> [Consigne 1] D'après le passage sur le développement humain dans les États arabes, comment la durée moyenne de vie a-t-elle évolué entre 1960 et 1988 ?
> [Consigne 2] Reprenez le passage sur le développement humain dans les États arabes après sa dernière phrase et écrivez la suite.

Les Etats arabes montrent un contraste éclatant entre les niveaux de PNB par tête d'habitant et les niveaux de développement humain. Dans les trente dernières années les pays arabes ont eu une des hausses de revenu par tête d'habitant les plus fortes du monde, en grande partie grâce aux exportations de pétrole. Les progrès dans le développement humain ont été également importants: entre 1960 et 1988 la durée moyenne de vie s'est élevée de 47 à 62 ans et le taux d'alphabétisation est passé, entre 1970 et 1985, de 34 à 53%. L'accès aux services de santé est le plus haut du Tiers-Monde et celui aux réserves d'eau n'est qu'à la deuxième place après l'Amérique Latine.

> [Extraits de données]
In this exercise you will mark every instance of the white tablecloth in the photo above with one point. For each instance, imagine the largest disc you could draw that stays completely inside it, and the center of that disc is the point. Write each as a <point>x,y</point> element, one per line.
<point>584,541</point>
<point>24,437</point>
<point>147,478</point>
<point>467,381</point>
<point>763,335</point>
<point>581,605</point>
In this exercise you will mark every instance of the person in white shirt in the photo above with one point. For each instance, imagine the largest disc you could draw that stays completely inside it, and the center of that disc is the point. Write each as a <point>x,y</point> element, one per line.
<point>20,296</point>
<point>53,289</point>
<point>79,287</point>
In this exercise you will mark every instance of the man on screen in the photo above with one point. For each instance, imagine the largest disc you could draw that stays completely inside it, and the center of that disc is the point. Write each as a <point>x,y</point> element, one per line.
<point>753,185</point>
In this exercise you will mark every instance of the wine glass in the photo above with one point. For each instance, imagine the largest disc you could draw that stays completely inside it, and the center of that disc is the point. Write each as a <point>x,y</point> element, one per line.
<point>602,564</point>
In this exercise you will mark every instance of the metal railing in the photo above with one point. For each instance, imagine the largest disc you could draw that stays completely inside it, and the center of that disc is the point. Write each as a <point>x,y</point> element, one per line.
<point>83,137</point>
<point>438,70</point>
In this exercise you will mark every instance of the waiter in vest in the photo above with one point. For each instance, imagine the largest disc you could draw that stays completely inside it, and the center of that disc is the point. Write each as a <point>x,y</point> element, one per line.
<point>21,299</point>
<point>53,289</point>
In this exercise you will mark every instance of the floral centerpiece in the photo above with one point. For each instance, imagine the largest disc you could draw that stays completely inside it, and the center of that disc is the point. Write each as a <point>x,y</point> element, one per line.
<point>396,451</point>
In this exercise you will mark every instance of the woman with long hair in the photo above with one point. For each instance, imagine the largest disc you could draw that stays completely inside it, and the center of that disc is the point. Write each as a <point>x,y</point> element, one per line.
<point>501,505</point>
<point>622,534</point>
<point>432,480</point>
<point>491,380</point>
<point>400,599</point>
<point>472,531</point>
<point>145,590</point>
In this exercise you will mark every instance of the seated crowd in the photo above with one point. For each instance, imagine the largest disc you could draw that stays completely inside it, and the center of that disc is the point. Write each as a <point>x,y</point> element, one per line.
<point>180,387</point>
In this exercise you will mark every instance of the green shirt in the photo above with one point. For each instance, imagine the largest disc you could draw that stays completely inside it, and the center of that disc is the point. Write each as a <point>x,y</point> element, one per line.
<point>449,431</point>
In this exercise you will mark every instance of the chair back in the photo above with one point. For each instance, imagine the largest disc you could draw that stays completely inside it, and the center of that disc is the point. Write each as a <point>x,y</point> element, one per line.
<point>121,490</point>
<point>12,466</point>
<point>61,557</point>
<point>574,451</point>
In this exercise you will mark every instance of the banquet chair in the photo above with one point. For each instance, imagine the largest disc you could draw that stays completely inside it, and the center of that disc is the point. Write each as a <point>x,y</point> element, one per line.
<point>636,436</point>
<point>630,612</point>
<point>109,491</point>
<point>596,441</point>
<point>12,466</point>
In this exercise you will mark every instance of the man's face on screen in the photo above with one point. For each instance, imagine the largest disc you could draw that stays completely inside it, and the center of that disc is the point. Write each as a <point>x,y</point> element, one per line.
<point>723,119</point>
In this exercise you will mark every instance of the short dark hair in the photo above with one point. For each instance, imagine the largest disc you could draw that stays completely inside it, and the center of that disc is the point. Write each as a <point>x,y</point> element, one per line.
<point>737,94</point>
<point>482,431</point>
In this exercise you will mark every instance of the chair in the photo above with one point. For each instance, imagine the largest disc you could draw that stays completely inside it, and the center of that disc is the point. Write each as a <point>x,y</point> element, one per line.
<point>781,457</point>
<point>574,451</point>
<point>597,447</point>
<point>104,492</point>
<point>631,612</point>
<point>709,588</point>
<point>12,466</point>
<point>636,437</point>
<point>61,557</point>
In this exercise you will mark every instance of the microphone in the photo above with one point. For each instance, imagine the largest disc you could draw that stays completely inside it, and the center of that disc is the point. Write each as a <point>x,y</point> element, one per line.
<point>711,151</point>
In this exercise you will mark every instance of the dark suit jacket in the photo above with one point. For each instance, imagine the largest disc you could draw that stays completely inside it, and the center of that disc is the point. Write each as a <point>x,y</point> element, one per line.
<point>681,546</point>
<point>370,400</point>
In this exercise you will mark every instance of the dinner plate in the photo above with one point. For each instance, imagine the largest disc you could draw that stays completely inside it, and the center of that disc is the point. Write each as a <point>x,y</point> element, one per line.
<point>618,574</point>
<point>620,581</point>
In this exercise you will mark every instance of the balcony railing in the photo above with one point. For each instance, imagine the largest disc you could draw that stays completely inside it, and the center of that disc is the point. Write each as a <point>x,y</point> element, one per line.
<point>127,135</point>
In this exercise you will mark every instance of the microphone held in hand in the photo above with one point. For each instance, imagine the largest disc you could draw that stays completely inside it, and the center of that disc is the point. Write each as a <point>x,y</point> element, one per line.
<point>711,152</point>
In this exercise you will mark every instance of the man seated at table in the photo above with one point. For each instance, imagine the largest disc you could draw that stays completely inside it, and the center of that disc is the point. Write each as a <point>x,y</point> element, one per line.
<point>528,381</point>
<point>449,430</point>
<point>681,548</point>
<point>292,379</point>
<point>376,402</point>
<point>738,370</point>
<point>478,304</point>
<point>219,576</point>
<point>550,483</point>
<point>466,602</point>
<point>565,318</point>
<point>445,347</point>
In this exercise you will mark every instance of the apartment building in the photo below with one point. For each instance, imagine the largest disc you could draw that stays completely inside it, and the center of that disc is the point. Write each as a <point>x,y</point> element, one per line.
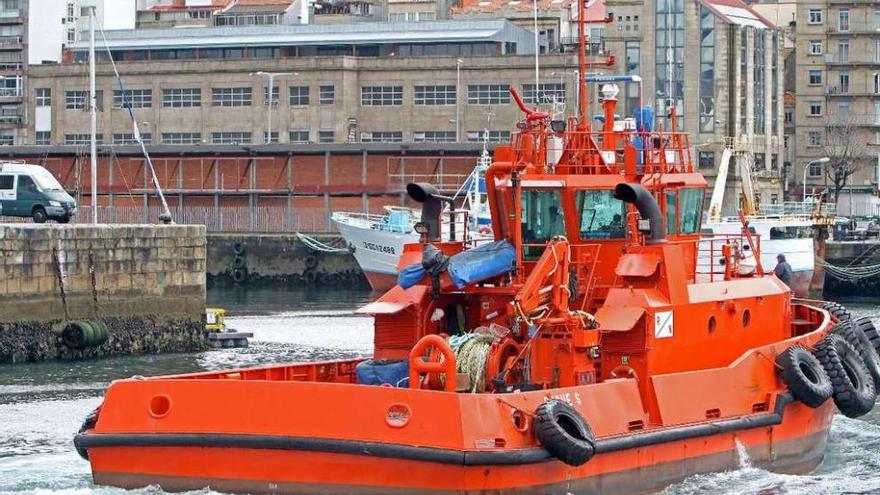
<point>441,81</point>
<point>719,64</point>
<point>13,62</point>
<point>837,111</point>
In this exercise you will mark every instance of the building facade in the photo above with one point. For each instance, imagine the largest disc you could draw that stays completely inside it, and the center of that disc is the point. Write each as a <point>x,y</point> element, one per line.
<point>718,64</point>
<point>13,66</point>
<point>837,111</point>
<point>400,83</point>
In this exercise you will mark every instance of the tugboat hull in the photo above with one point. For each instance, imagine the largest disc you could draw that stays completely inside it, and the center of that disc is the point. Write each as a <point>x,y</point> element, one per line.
<point>795,446</point>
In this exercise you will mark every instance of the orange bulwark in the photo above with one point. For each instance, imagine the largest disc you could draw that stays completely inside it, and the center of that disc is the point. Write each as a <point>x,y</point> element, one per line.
<point>587,350</point>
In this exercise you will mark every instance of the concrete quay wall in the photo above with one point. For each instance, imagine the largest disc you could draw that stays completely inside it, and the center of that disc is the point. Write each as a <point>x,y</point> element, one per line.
<point>145,283</point>
<point>269,259</point>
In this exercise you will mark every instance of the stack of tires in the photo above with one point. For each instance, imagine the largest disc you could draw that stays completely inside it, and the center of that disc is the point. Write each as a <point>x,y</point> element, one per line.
<point>843,366</point>
<point>239,264</point>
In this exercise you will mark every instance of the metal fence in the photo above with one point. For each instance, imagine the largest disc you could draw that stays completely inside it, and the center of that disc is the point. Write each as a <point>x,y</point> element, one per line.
<point>223,219</point>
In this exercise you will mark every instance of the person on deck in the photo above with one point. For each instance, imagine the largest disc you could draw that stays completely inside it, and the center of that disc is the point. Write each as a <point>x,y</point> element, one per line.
<point>783,270</point>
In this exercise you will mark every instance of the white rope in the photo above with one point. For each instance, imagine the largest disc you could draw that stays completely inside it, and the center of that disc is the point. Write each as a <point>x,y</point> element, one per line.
<point>851,273</point>
<point>316,245</point>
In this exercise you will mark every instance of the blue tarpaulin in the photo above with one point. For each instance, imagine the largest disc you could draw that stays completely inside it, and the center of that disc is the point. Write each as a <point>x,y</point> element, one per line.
<point>483,262</point>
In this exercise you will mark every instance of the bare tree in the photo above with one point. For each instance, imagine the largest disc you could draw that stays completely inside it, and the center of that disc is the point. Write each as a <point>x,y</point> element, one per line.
<point>846,147</point>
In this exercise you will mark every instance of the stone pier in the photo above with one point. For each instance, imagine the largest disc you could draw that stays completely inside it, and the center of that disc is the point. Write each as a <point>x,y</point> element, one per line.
<point>145,283</point>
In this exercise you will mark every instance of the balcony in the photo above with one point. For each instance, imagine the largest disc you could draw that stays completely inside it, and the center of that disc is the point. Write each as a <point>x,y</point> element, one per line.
<point>855,59</point>
<point>854,28</point>
<point>852,90</point>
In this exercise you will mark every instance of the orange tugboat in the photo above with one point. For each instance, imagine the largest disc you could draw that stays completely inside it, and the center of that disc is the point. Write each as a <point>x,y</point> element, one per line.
<point>582,352</point>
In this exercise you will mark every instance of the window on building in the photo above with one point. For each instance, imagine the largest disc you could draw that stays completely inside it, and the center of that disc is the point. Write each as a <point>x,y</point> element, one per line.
<point>547,93</point>
<point>133,98</point>
<point>707,159</point>
<point>232,97</point>
<point>299,137</point>
<point>81,139</point>
<point>707,70</point>
<point>434,137</point>
<point>276,92</point>
<point>231,137</point>
<point>178,138</point>
<point>299,96</point>
<point>44,97</point>
<point>327,95</point>
<point>382,137</point>
<point>435,95</point>
<point>488,94</point>
<point>494,136</point>
<point>182,97</point>
<point>128,139</point>
<point>372,96</point>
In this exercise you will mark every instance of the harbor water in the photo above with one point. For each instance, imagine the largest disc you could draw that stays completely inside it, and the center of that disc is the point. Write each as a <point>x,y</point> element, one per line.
<point>42,405</point>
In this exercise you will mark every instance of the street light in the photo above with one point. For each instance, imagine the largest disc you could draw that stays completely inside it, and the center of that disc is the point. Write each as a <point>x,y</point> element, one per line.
<point>807,167</point>
<point>458,63</point>
<point>271,84</point>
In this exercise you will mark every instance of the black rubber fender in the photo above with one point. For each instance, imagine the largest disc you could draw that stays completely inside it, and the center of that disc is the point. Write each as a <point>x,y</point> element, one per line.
<point>311,261</point>
<point>866,326</point>
<point>859,341</point>
<point>564,433</point>
<point>88,423</point>
<point>837,310</point>
<point>854,393</point>
<point>804,376</point>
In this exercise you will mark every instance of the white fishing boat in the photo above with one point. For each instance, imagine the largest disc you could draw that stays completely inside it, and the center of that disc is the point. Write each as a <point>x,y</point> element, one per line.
<point>377,240</point>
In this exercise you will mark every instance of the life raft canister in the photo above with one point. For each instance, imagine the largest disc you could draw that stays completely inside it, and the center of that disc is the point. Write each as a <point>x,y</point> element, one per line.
<point>854,392</point>
<point>564,432</point>
<point>804,376</point>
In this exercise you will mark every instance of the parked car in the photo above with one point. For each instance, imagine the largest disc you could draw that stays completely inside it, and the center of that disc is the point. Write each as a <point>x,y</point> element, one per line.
<point>32,191</point>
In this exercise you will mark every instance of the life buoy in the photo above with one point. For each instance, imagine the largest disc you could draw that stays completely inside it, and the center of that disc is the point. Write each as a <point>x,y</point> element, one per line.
<point>859,341</point>
<point>854,392</point>
<point>564,432</point>
<point>804,376</point>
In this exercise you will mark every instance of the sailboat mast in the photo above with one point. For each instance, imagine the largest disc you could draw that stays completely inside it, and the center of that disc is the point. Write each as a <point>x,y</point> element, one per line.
<point>93,111</point>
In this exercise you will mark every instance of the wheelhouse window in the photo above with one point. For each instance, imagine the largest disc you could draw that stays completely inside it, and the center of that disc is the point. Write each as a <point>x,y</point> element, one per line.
<point>601,215</point>
<point>690,210</point>
<point>542,219</point>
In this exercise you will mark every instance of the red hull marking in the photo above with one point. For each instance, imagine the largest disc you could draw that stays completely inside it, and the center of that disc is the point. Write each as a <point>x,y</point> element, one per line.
<point>803,433</point>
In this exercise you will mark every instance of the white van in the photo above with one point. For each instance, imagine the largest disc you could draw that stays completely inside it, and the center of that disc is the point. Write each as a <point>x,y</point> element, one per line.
<point>32,191</point>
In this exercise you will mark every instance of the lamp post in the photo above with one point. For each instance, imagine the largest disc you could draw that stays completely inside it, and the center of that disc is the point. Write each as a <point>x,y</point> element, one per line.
<point>270,77</point>
<point>807,167</point>
<point>458,63</point>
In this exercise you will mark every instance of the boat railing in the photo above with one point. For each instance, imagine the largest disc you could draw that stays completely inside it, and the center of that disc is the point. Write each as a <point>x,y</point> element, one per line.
<point>600,152</point>
<point>726,256</point>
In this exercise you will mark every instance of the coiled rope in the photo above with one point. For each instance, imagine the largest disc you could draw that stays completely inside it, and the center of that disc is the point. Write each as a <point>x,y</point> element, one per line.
<point>849,273</point>
<point>316,245</point>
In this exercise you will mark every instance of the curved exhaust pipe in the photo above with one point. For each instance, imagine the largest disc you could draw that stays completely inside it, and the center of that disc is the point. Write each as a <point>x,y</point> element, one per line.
<point>646,204</point>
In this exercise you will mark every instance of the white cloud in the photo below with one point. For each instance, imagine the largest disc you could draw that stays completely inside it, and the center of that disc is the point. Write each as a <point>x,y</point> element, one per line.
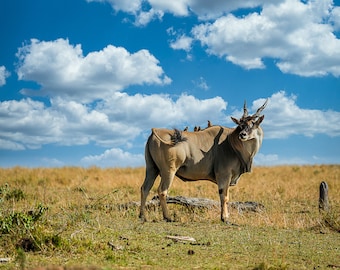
<point>161,110</point>
<point>115,121</point>
<point>292,32</point>
<point>4,74</point>
<point>62,70</point>
<point>130,6</point>
<point>182,42</point>
<point>284,118</point>
<point>201,83</point>
<point>297,35</point>
<point>114,157</point>
<point>335,18</point>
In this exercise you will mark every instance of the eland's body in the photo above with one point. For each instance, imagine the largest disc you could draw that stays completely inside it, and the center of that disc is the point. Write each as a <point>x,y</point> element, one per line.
<point>217,154</point>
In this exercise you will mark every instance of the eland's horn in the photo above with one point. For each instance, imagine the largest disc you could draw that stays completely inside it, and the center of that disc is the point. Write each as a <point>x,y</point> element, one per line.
<point>245,111</point>
<point>259,110</point>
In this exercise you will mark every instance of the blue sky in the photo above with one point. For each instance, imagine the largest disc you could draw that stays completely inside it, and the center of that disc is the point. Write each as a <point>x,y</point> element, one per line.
<point>83,82</point>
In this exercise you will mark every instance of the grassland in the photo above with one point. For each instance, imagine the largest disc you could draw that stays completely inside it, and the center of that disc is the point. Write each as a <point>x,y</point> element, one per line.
<point>69,217</point>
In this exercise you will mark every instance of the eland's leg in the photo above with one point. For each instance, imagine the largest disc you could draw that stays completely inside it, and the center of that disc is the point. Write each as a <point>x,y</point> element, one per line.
<point>166,180</point>
<point>223,190</point>
<point>151,174</point>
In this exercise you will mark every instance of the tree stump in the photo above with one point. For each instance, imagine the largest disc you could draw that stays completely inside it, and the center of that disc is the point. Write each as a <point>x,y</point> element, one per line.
<point>323,198</point>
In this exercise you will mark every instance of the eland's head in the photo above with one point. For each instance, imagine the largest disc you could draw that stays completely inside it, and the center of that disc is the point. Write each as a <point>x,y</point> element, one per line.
<point>248,124</point>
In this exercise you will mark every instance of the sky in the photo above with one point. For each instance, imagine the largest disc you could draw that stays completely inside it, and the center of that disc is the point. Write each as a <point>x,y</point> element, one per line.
<point>82,82</point>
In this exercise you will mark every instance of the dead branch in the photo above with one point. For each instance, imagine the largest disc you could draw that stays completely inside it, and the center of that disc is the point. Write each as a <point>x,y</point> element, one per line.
<point>197,203</point>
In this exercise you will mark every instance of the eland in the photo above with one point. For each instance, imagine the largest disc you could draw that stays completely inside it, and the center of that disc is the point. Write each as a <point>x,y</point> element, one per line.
<point>217,154</point>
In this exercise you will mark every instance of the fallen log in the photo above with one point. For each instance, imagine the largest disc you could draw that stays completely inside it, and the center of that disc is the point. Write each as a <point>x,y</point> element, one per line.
<point>197,203</point>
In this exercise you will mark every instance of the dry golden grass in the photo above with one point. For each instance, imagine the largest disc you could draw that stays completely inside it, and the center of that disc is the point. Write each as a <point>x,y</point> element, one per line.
<point>82,216</point>
<point>289,193</point>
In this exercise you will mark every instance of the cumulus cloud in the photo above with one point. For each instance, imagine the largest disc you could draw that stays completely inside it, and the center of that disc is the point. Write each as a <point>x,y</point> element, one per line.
<point>3,75</point>
<point>292,32</point>
<point>63,71</point>
<point>113,122</point>
<point>130,6</point>
<point>297,35</point>
<point>284,118</point>
<point>114,157</point>
<point>182,42</point>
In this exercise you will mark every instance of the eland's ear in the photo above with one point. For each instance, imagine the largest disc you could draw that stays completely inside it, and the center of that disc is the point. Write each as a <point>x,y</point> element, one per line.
<point>236,121</point>
<point>259,121</point>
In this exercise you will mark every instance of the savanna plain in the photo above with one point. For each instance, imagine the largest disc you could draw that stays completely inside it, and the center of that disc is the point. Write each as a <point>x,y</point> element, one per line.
<point>80,218</point>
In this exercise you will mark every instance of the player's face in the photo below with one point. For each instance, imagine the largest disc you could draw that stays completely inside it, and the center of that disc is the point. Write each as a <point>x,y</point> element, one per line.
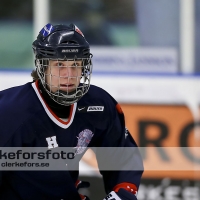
<point>63,75</point>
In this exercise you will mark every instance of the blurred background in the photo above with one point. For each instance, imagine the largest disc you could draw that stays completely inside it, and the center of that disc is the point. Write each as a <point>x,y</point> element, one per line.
<point>147,56</point>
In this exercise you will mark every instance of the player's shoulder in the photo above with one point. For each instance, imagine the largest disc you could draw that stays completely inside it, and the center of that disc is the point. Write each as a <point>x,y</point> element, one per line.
<point>97,96</point>
<point>100,93</point>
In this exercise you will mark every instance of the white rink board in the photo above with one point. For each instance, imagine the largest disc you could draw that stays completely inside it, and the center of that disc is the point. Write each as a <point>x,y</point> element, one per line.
<point>128,59</point>
<point>132,89</point>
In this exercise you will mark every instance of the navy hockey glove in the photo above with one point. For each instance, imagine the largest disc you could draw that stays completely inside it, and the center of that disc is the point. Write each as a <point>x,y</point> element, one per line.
<point>82,184</point>
<point>123,191</point>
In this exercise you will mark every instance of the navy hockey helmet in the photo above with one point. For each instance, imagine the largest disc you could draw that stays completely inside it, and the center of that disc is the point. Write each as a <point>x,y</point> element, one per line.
<point>63,43</point>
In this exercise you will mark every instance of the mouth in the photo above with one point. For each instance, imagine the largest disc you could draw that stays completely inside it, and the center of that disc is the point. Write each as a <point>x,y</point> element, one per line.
<point>67,86</point>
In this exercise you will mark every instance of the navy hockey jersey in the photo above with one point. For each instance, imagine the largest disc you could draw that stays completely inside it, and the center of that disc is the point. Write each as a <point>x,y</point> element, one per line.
<point>26,121</point>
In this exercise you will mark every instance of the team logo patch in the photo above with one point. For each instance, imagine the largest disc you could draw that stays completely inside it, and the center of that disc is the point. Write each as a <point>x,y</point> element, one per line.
<point>84,139</point>
<point>78,30</point>
<point>47,30</point>
<point>95,108</point>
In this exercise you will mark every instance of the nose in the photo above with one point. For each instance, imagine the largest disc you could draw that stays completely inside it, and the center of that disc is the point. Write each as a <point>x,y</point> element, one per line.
<point>67,72</point>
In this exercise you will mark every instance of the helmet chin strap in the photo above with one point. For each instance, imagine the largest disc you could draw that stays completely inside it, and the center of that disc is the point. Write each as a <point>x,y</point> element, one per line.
<point>66,98</point>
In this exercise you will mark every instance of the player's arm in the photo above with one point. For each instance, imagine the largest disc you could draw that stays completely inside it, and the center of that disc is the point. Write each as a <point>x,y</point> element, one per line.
<point>124,180</point>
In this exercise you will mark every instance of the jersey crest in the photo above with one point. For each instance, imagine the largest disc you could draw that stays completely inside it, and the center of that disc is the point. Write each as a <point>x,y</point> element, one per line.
<point>84,139</point>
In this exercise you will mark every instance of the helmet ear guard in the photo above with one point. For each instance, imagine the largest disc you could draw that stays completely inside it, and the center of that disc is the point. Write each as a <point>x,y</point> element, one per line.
<point>65,43</point>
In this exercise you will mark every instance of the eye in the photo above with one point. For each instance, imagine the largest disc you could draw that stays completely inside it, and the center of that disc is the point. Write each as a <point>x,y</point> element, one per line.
<point>59,64</point>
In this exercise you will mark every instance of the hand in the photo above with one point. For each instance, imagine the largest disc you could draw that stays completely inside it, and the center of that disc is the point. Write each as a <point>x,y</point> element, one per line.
<point>82,184</point>
<point>122,194</point>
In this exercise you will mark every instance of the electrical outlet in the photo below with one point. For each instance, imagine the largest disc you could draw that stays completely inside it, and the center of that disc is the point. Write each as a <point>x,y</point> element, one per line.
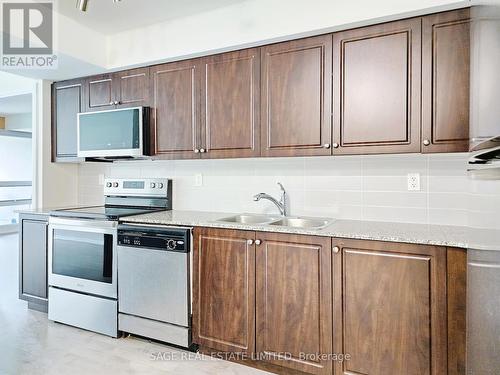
<point>198,179</point>
<point>413,181</point>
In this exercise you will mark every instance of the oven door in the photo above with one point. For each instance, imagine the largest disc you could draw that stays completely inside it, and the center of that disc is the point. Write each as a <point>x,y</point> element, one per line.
<point>82,256</point>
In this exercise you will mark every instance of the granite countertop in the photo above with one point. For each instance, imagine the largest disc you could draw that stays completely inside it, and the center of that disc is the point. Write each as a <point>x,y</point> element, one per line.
<point>441,235</point>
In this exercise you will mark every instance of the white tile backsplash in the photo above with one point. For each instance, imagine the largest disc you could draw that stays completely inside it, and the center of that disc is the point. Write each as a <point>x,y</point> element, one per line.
<point>370,187</point>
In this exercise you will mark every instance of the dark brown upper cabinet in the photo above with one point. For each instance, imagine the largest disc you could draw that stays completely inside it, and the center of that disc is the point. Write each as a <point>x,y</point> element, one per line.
<point>230,105</point>
<point>132,88</point>
<point>445,81</point>
<point>67,102</point>
<point>390,310</point>
<point>377,88</point>
<point>175,112</point>
<point>129,88</point>
<point>296,97</point>
<point>100,94</point>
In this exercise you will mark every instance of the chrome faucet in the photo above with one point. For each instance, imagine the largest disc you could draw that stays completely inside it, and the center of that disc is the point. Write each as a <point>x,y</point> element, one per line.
<point>281,204</point>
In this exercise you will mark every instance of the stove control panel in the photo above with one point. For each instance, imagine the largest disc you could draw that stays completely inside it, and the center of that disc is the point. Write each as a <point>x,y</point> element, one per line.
<point>157,187</point>
<point>167,239</point>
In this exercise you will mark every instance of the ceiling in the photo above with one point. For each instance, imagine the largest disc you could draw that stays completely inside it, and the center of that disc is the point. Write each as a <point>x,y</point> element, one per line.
<point>108,17</point>
<point>12,105</point>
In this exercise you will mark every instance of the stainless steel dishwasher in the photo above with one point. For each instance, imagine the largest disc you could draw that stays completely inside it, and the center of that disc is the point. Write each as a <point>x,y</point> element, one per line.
<point>154,282</point>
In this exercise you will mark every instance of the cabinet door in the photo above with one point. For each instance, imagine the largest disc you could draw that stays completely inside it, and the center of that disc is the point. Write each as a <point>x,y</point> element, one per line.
<point>445,81</point>
<point>377,89</point>
<point>33,259</point>
<point>132,88</point>
<point>296,97</point>
<point>224,290</point>
<point>390,308</point>
<point>100,93</point>
<point>175,113</point>
<point>294,300</point>
<point>230,109</point>
<point>67,102</point>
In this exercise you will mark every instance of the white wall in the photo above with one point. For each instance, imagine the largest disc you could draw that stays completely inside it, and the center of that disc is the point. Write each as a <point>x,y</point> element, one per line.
<point>15,159</point>
<point>21,122</point>
<point>56,183</point>
<point>350,187</point>
<point>254,22</point>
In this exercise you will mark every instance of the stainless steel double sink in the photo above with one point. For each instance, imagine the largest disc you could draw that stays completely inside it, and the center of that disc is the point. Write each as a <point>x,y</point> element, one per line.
<point>283,221</point>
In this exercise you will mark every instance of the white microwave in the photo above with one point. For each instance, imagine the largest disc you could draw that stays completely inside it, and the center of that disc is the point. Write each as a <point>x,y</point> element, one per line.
<point>117,133</point>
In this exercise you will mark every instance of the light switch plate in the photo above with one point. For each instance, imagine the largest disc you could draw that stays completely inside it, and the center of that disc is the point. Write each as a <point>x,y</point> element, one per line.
<point>198,179</point>
<point>413,181</point>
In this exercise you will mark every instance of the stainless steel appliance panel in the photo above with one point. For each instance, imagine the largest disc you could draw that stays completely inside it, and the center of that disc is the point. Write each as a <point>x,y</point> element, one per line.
<point>82,256</point>
<point>80,310</point>
<point>154,284</point>
<point>483,312</point>
<point>170,333</point>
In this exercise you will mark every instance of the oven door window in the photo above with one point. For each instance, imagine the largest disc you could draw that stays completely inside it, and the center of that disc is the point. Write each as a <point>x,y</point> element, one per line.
<point>84,255</point>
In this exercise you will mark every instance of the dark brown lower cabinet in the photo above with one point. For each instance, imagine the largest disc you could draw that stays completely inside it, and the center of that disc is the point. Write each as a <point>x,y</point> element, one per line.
<point>294,301</point>
<point>390,311</point>
<point>224,290</point>
<point>299,303</point>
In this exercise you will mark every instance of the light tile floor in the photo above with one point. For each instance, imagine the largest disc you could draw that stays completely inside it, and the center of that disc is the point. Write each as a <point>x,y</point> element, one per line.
<point>30,344</point>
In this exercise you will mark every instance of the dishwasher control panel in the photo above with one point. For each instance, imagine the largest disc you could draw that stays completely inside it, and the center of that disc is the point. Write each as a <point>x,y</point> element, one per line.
<point>156,238</point>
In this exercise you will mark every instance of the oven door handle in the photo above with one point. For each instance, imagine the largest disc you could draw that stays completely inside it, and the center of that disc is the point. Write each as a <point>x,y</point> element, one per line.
<point>77,224</point>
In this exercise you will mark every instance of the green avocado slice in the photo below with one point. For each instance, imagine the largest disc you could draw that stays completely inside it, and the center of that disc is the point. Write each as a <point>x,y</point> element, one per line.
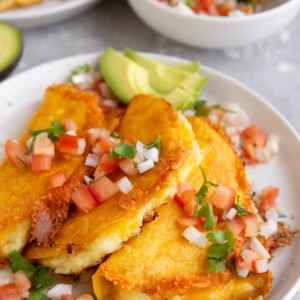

> [Résultat 1] Elle est passée de 47 à 62 ans.

> [Résultat 2]
Malgré ces progrès importants, il y a encore dans beaucoup d'Etats arabes une grande différence entre le revenu et le niveau de développement humain, avec d'amples marges pour une amélioration. Le revenu par tête d'habitants de l'Arabie Saoudite est 15 fois plus élevé que celui du Sri Lanka, mais son taux d'alphabétisation est de 58%, contre 87% au Sri Lanka. Dans le monde arabe près de 40 millions de personnes vivent encore sous le seuil de pauvreté, et 60 millions d'adultes sont analphabètes. Dans les Etats arabes les potentialités féminines sont encore largement ignorées: le taux d'alphabétisation des femmes est près de la moitié de celui des hommes et 15% seulement de la force de travail officiel est féminin.
Le défi principal pour les pays arabes consiste à consacrer une partie majeure de leur richesses et investissements dans la population, notamment en scolarisation et science et technologie, et à consacrer davantage d'attention à la création de plus grandes opportunités économiques et sociales pour les femmes.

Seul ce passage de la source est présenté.